AUFGABE
Beantworten Sie die folgenden Fragen mit Angaben aus dem Textauszug zum Spracherwerb.
(a) Wie viele Wörter können Kleinkinder zum Ende des zweiten Lebensjahres ungefähr produzieren?
(b) Wovon spricht Andreas Hamburger im Hinblick auf den Kompetenzzuwachs?
(c) Was wird als Grundlage für den explosionsartigen Fortschritt im Spracherwerb angenommen?

Der Weg zur Erwachsenensprache
Ungefähr mit einem Jahr beginnen Kleinkinder, erste Wörter hervorzubringen, im
zweiten Lebensjahr vollzieht sich ein schneller Zuwachs, so dass zum Ende des zweiten
Lebensjahres ungefähr 200 Wörter produziert werden können (Grimm 1995, S. 715).
Der Fortschritt im Spracherwerb nach dem 18. Lebensmonat kann geradezu
als explosionsartig bezeichnet werden; im Hinblick auf diesen erstaunlichen
Kompetenzzuwachs spricht Andreas Hamburger (1995) sogar von einem
»Lernbarkeitsparadox« (ebd., S. 105). Als Grundlage für diesen Vorgang wird das
Vorhandensein angeborener sprachspezifischer Hirnstrukturen angenommen (vgl. Grimm
1987). Auf die verschiedenen Theorien über den Spracherwerb (Chomsky 1973
und 1974, Lurija 1970, Wygotski 1991) soll hier nicht eingegangen werden,
da deren Schwerpunkte mehr auf der syntaktischen Ebene liegen, Sprache als
Kodierungssystem behandeln oder den Zusammenhang von Denken und Sprechen
thematisieren.

MATERIALAUSZÜGE
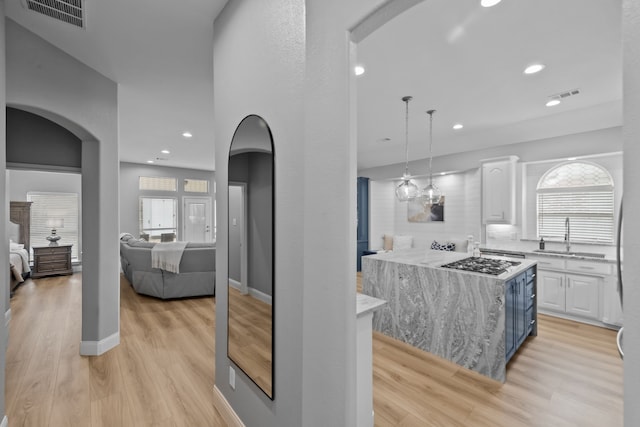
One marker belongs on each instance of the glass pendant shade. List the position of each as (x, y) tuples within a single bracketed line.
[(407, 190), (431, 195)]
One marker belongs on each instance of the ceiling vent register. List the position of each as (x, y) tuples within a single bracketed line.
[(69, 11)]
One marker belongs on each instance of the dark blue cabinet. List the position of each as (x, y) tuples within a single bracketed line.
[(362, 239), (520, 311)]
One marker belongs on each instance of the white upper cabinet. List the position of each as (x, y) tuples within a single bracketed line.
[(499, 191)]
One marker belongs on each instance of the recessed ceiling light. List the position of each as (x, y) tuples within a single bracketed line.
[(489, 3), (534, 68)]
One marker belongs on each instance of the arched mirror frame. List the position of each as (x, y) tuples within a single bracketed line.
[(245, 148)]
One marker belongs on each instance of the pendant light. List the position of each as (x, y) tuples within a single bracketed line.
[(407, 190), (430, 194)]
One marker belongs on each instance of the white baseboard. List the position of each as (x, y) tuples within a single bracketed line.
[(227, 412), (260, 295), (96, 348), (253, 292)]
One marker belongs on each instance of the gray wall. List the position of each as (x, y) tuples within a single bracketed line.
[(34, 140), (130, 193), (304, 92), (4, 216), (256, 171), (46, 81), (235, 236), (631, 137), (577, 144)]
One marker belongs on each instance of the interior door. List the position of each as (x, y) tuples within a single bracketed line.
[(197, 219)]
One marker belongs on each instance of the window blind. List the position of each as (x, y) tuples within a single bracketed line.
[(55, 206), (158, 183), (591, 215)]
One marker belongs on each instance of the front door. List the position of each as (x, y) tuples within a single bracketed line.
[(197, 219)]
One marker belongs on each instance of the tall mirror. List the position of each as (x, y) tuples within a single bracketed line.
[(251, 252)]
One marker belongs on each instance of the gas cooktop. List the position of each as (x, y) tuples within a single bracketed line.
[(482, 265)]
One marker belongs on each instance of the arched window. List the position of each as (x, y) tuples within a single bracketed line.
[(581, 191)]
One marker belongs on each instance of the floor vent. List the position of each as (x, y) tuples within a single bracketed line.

---

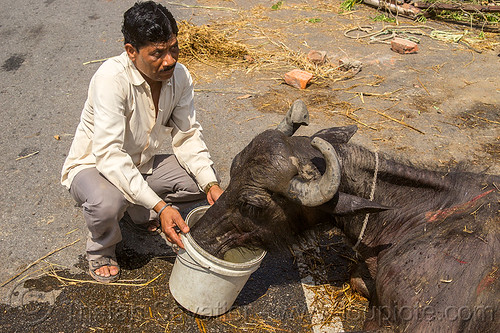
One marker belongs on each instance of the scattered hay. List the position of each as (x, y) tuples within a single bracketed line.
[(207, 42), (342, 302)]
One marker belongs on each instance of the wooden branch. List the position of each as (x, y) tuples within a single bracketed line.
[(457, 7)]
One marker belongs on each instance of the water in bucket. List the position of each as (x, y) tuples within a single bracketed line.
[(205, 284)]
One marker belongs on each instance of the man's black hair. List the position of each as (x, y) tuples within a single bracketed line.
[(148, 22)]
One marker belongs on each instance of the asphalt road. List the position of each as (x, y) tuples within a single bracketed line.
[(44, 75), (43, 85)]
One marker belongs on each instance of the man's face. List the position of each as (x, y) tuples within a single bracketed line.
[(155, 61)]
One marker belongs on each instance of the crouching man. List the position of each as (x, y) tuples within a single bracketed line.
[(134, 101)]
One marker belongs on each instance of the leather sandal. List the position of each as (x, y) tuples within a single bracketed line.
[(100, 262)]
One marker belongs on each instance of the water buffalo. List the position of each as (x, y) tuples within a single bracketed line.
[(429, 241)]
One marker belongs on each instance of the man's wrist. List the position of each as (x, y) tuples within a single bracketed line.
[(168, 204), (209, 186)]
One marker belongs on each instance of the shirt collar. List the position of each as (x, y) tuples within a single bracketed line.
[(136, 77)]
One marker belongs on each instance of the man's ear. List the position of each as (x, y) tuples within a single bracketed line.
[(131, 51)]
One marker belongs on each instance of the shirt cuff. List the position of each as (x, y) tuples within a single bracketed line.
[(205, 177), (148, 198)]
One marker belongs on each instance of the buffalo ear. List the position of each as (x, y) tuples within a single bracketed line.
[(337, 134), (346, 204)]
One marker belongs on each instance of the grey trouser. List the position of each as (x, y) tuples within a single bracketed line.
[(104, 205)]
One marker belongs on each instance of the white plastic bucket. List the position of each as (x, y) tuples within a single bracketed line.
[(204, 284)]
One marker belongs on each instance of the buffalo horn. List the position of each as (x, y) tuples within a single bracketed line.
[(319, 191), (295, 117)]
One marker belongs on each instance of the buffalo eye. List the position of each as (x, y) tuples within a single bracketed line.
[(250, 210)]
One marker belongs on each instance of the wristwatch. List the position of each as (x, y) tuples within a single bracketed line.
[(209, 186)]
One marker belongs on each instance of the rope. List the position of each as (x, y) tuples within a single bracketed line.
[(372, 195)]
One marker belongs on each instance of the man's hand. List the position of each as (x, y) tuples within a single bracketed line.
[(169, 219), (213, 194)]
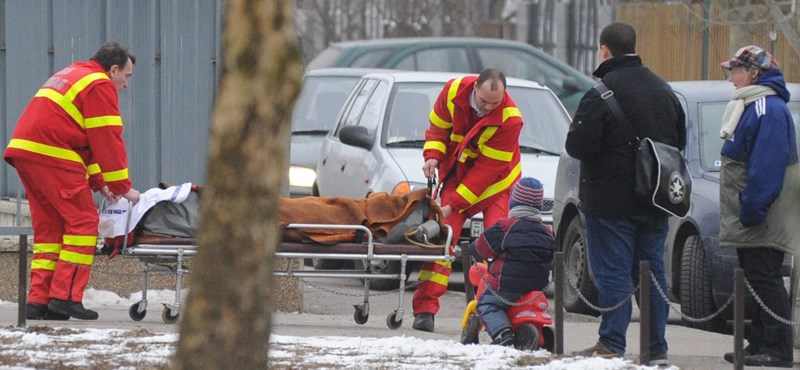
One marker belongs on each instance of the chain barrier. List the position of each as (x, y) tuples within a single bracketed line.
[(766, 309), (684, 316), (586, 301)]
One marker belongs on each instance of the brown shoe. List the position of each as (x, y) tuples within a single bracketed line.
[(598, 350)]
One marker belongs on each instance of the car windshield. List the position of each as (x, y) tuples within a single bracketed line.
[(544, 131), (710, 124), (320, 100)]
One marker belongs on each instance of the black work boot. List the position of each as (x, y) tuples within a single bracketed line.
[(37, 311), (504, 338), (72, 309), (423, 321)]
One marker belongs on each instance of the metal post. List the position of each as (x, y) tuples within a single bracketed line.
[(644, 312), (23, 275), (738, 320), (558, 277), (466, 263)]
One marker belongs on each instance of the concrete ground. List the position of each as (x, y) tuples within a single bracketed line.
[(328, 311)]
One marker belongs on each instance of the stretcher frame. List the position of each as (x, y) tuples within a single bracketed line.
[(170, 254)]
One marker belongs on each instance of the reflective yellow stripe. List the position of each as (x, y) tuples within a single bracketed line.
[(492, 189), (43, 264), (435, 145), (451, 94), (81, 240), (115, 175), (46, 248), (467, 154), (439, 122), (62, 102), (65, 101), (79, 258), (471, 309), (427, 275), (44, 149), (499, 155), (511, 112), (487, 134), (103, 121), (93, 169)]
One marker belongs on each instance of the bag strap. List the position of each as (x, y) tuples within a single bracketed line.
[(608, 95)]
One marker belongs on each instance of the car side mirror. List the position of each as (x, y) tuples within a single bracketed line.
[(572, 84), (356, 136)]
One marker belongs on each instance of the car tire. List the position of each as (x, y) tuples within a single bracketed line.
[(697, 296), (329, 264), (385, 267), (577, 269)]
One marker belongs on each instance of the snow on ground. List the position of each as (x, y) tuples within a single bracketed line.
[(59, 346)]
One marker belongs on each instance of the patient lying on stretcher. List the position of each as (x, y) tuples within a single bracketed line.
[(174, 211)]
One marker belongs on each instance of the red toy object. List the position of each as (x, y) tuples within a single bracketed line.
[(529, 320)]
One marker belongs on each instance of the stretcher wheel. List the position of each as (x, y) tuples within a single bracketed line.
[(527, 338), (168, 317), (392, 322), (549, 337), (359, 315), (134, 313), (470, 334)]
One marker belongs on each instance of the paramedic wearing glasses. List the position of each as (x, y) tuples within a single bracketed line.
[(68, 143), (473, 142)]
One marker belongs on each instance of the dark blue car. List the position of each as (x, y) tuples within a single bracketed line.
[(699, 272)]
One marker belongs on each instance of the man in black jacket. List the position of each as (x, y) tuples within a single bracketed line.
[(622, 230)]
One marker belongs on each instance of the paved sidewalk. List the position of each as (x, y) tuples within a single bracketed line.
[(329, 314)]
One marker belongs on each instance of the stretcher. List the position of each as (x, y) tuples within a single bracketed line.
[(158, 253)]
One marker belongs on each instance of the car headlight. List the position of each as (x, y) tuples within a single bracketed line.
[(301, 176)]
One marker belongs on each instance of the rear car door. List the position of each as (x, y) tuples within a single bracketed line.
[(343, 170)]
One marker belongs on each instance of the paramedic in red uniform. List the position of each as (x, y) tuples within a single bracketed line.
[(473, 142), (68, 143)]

LÖSUNG
(a) Ungefähr 200 Wörter.
(b) Von einem »Lernbarkeitsparadox«.
(c) Das Vorhandensein angeborener sprachspezifischer Hirnstrukturen.